Exercise requirements: Copy all lines of the listing that include the string "person".

Data for review:
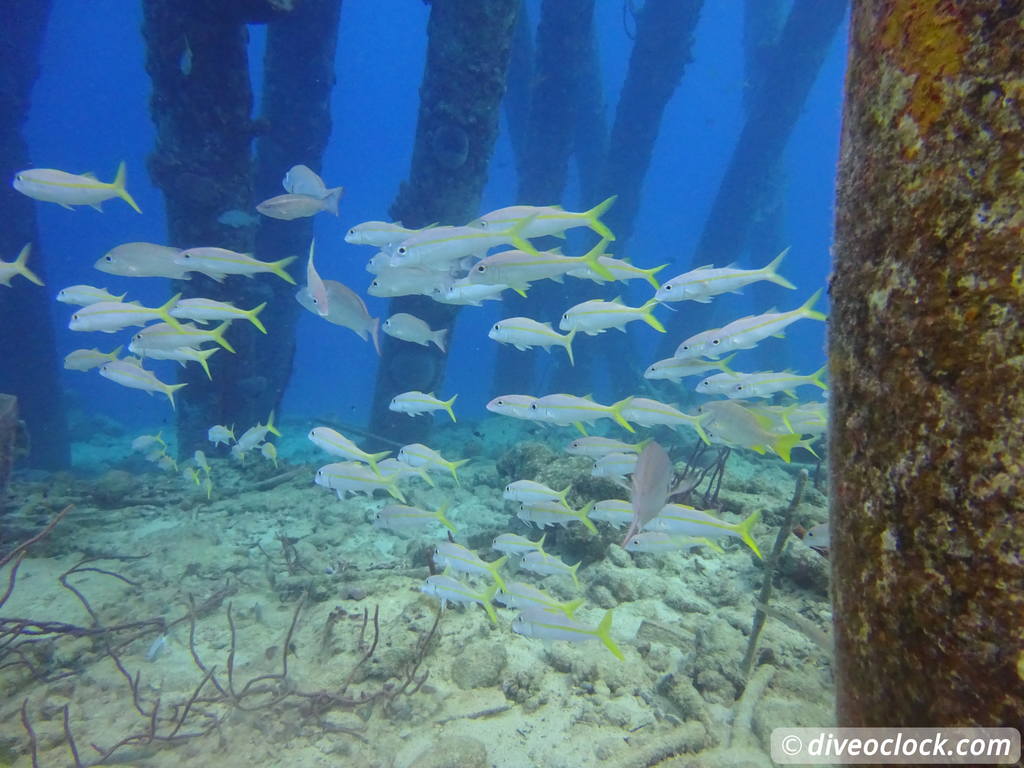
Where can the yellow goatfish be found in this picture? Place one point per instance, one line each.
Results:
(18, 266)
(70, 189)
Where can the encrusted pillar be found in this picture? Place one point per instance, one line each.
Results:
(927, 356)
(201, 105)
(460, 99)
(30, 367)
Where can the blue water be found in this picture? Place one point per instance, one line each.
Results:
(90, 111)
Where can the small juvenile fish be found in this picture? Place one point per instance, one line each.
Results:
(527, 597)
(410, 328)
(524, 333)
(415, 402)
(517, 268)
(516, 406)
(70, 189)
(513, 544)
(344, 308)
(395, 516)
(621, 269)
(659, 541)
(336, 443)
(680, 519)
(452, 590)
(379, 233)
(719, 383)
(548, 219)
(650, 413)
(565, 410)
(111, 316)
(745, 333)
(418, 455)
(675, 369)
(464, 293)
(174, 335)
(596, 446)
(256, 434)
(292, 206)
(737, 425)
(86, 359)
(142, 260)
(131, 375)
(178, 354)
(18, 266)
(352, 477)
(269, 452)
(767, 383)
(545, 564)
(442, 245)
(314, 286)
(546, 626)
(394, 469)
(412, 281)
(86, 295)
(596, 316)
(219, 262)
(457, 557)
(705, 283)
(543, 514)
(210, 310)
(220, 434)
(530, 491)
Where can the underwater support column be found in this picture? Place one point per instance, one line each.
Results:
(296, 119)
(927, 451)
(772, 111)
(563, 41)
(469, 43)
(201, 107)
(30, 367)
(660, 52)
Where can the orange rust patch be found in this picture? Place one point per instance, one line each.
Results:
(928, 41)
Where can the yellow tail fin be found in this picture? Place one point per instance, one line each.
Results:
(22, 267)
(744, 529)
(251, 316)
(604, 633)
(593, 217)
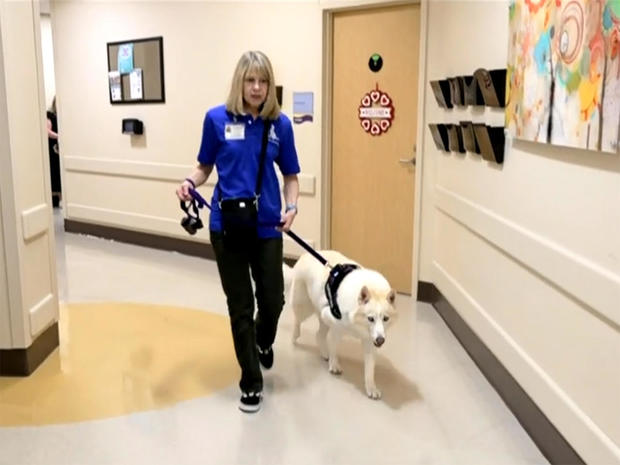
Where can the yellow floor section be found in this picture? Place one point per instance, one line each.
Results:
(119, 358)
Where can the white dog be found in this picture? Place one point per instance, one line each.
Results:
(364, 298)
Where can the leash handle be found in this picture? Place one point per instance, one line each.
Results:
(203, 203)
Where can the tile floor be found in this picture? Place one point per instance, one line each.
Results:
(437, 407)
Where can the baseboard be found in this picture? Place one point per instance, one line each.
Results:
(544, 434)
(23, 362)
(155, 241)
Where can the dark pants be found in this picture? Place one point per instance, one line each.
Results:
(235, 260)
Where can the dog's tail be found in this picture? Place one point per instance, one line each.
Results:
(287, 271)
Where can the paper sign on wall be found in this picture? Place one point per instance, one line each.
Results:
(116, 93)
(376, 112)
(303, 107)
(135, 84)
(125, 58)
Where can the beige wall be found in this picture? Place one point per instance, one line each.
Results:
(29, 302)
(47, 49)
(527, 252)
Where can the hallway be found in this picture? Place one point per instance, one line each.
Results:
(437, 408)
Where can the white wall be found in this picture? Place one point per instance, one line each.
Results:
(47, 49)
(110, 178)
(30, 303)
(527, 252)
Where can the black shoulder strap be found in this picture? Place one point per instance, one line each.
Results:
(261, 160)
(336, 275)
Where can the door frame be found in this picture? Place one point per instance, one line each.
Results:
(326, 144)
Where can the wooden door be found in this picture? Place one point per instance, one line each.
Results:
(372, 191)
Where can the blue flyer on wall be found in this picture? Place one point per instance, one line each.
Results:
(303, 107)
(125, 58)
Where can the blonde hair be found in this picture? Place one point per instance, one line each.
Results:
(253, 61)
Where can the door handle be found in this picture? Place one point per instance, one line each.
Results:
(410, 161)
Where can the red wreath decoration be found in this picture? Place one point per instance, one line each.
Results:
(376, 112)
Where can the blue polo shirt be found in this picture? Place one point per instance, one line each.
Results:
(236, 154)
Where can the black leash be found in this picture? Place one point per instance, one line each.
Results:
(336, 274)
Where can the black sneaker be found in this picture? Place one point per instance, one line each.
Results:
(250, 401)
(265, 357)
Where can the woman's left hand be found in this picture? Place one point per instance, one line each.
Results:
(287, 219)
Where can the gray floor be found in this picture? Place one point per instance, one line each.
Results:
(437, 408)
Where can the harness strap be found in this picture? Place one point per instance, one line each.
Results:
(336, 275)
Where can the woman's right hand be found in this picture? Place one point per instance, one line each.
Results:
(183, 191)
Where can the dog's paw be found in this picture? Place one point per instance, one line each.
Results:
(335, 369)
(373, 392)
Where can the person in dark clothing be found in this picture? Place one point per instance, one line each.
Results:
(232, 139)
(54, 153)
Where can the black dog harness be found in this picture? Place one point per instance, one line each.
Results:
(336, 275)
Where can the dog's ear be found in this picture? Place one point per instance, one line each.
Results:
(364, 297)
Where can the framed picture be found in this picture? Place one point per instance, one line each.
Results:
(136, 71)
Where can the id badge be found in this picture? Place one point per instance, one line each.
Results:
(234, 131)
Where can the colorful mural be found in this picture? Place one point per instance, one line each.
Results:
(563, 79)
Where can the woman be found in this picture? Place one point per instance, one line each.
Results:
(54, 154)
(232, 139)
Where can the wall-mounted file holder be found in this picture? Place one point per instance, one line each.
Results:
(471, 89)
(456, 91)
(440, 136)
(469, 138)
(441, 90)
(491, 140)
(493, 86)
(455, 137)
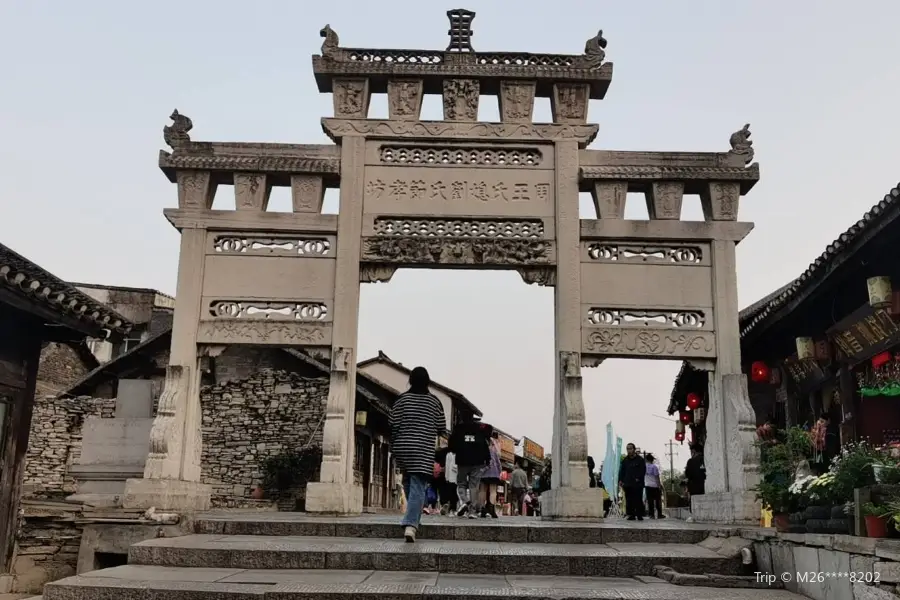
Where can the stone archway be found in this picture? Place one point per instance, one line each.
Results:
(457, 192)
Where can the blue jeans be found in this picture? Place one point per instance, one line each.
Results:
(414, 487)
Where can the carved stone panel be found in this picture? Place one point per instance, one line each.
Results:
(648, 343)
(664, 199)
(609, 199)
(251, 191)
(264, 332)
(449, 191)
(461, 99)
(720, 201)
(516, 101)
(307, 193)
(404, 99)
(351, 98)
(569, 102)
(195, 189)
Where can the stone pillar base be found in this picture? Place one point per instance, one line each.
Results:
(166, 495)
(733, 508)
(333, 498)
(572, 504)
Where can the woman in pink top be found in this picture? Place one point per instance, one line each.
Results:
(653, 485)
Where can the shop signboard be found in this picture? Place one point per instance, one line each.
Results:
(866, 332)
(532, 450)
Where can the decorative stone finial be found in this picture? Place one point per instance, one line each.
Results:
(331, 43)
(460, 30)
(594, 51)
(176, 134)
(742, 145)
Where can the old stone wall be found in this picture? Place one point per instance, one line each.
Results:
(55, 442)
(248, 420)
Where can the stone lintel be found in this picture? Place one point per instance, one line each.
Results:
(668, 230)
(695, 178)
(544, 69)
(277, 160)
(227, 220)
(584, 134)
(166, 495)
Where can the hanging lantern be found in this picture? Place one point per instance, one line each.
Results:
(759, 372)
(879, 291)
(823, 350)
(805, 348)
(693, 401)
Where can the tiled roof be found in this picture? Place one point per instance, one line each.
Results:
(42, 288)
(821, 265)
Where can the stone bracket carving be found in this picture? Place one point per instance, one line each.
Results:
(341, 360)
(542, 276)
(375, 273)
(251, 191)
(405, 99)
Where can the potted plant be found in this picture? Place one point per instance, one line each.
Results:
(876, 519)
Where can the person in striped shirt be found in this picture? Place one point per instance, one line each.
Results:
(417, 419)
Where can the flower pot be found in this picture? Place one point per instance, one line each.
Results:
(876, 527)
(781, 521)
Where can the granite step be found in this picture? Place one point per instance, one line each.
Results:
(288, 552)
(508, 529)
(153, 582)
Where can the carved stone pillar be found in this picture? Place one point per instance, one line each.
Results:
(609, 199)
(732, 459)
(351, 98)
(664, 199)
(569, 102)
(461, 99)
(251, 191)
(516, 101)
(570, 496)
(335, 492)
(405, 99)
(307, 193)
(720, 200)
(172, 472)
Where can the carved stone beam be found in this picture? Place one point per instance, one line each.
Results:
(251, 191)
(196, 189)
(720, 200)
(664, 199)
(609, 199)
(569, 101)
(405, 99)
(351, 98)
(516, 101)
(307, 193)
(374, 273)
(461, 99)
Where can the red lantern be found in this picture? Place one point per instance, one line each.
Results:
(759, 372)
(693, 401)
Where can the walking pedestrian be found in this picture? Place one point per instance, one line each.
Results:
(631, 479)
(417, 419)
(469, 444)
(653, 483)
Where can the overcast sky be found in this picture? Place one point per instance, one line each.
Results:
(88, 86)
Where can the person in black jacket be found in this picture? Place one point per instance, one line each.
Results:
(631, 478)
(470, 443)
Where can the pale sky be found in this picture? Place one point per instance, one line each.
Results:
(88, 86)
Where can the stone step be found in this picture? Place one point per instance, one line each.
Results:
(505, 529)
(445, 556)
(152, 582)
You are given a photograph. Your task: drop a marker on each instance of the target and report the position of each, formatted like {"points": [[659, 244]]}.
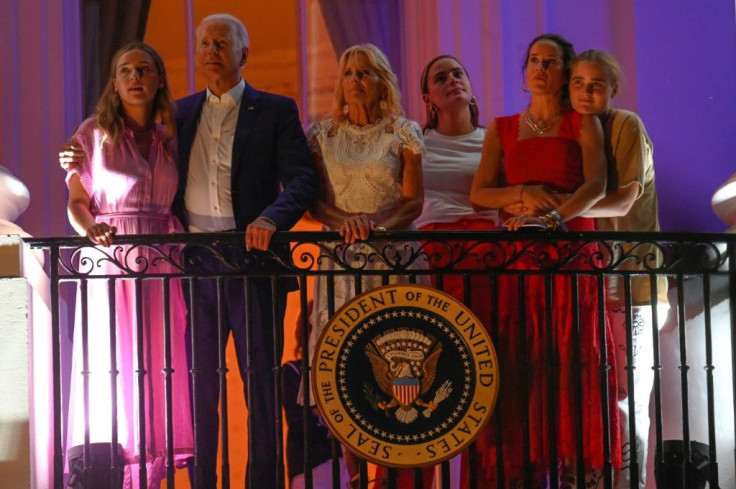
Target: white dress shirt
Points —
{"points": [[208, 198]]}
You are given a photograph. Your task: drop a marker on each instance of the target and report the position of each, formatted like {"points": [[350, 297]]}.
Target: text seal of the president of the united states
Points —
{"points": [[405, 375]]}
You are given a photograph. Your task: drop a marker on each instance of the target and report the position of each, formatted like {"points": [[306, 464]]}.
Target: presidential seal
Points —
{"points": [[405, 375]]}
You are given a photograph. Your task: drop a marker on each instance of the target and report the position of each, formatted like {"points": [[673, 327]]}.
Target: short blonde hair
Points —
{"points": [[382, 67], [604, 60]]}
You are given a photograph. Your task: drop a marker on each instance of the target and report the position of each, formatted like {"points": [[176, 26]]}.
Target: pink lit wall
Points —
{"points": [[678, 56]]}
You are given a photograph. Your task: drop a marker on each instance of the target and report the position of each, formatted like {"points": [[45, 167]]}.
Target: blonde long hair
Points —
{"points": [[382, 67], [109, 115]]}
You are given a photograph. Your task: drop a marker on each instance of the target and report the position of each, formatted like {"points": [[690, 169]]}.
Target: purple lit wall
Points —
{"points": [[678, 57]]}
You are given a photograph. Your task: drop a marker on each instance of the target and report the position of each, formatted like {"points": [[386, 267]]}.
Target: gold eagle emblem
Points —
{"points": [[404, 363]]}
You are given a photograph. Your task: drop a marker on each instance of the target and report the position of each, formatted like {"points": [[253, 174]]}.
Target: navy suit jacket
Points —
{"points": [[273, 172]]}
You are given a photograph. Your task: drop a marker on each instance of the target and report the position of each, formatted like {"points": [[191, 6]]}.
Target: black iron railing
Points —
{"points": [[700, 270]]}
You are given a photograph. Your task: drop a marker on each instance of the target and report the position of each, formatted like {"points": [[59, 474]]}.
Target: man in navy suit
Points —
{"points": [[245, 165]]}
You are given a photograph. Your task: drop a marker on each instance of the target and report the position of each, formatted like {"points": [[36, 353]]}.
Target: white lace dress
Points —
{"points": [[362, 167]]}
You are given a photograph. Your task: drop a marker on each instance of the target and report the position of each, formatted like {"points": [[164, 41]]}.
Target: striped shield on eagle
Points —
{"points": [[404, 363]]}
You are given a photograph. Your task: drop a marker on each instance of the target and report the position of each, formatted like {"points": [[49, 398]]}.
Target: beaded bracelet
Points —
{"points": [[553, 220]]}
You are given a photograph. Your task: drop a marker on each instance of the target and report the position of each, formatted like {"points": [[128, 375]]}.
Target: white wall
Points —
{"points": [[14, 408]]}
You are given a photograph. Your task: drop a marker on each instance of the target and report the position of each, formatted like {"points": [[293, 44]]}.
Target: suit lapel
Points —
{"points": [[249, 107]]}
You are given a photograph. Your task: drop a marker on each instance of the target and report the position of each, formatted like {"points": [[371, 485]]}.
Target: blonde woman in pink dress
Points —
{"points": [[124, 183]]}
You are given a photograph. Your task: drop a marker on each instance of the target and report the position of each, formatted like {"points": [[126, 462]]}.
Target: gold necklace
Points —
{"points": [[540, 126]]}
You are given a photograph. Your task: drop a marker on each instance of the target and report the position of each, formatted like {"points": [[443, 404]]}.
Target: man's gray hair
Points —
{"points": [[237, 28]]}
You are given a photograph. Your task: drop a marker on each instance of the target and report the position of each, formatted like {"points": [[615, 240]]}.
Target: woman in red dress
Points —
{"points": [[545, 167]]}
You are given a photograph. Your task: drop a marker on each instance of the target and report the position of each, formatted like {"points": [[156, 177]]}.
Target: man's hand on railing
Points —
{"points": [[101, 233], [356, 227], [70, 156], [258, 234]]}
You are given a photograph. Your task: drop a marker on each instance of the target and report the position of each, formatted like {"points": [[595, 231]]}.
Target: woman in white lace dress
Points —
{"points": [[370, 162]]}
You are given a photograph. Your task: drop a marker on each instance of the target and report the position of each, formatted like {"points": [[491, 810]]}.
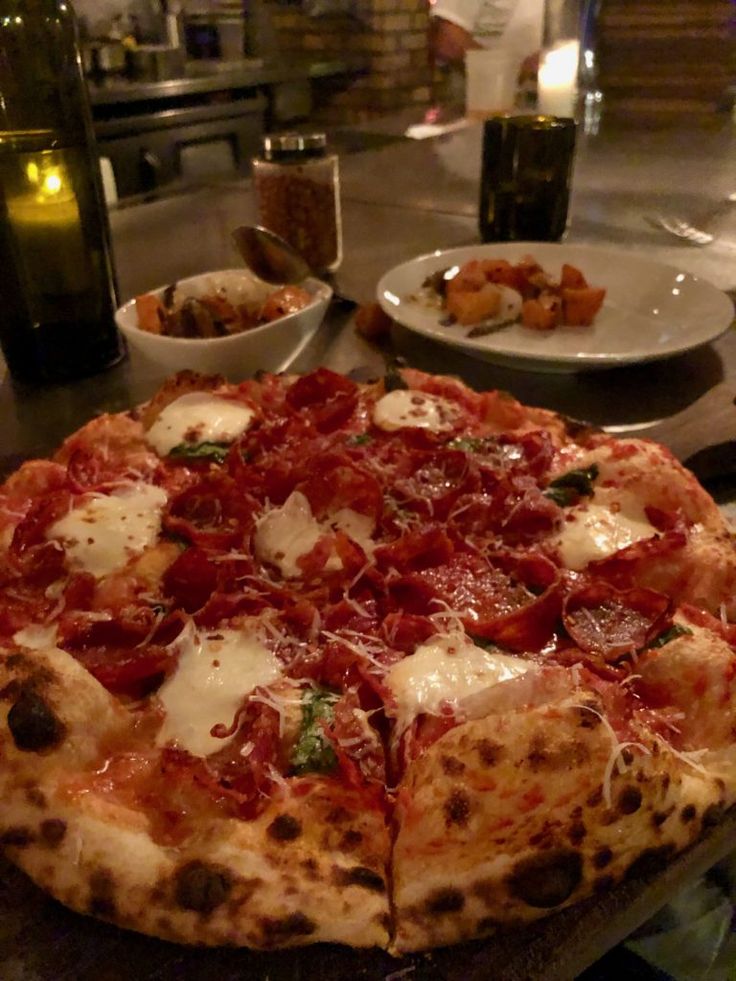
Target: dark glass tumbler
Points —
{"points": [[525, 178]]}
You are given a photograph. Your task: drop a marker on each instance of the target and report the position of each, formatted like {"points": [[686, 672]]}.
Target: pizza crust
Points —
{"points": [[508, 818], [310, 868], [530, 804]]}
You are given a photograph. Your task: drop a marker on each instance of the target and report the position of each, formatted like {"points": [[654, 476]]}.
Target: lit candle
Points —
{"points": [[46, 224], [557, 80]]}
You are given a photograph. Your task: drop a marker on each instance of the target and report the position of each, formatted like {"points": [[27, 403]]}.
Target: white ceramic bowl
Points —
{"points": [[270, 347]]}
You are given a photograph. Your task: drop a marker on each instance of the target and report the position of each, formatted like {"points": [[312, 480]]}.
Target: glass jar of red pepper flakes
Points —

Your response:
Where can the person in dark clothing be found in this picture? Place one point per instance, one line each.
Where can the person in striped shirt be found in this picture? Place one point per instance, one line each.
Where can the person in black jacket be found in this picture? Place one point per instance, one line each.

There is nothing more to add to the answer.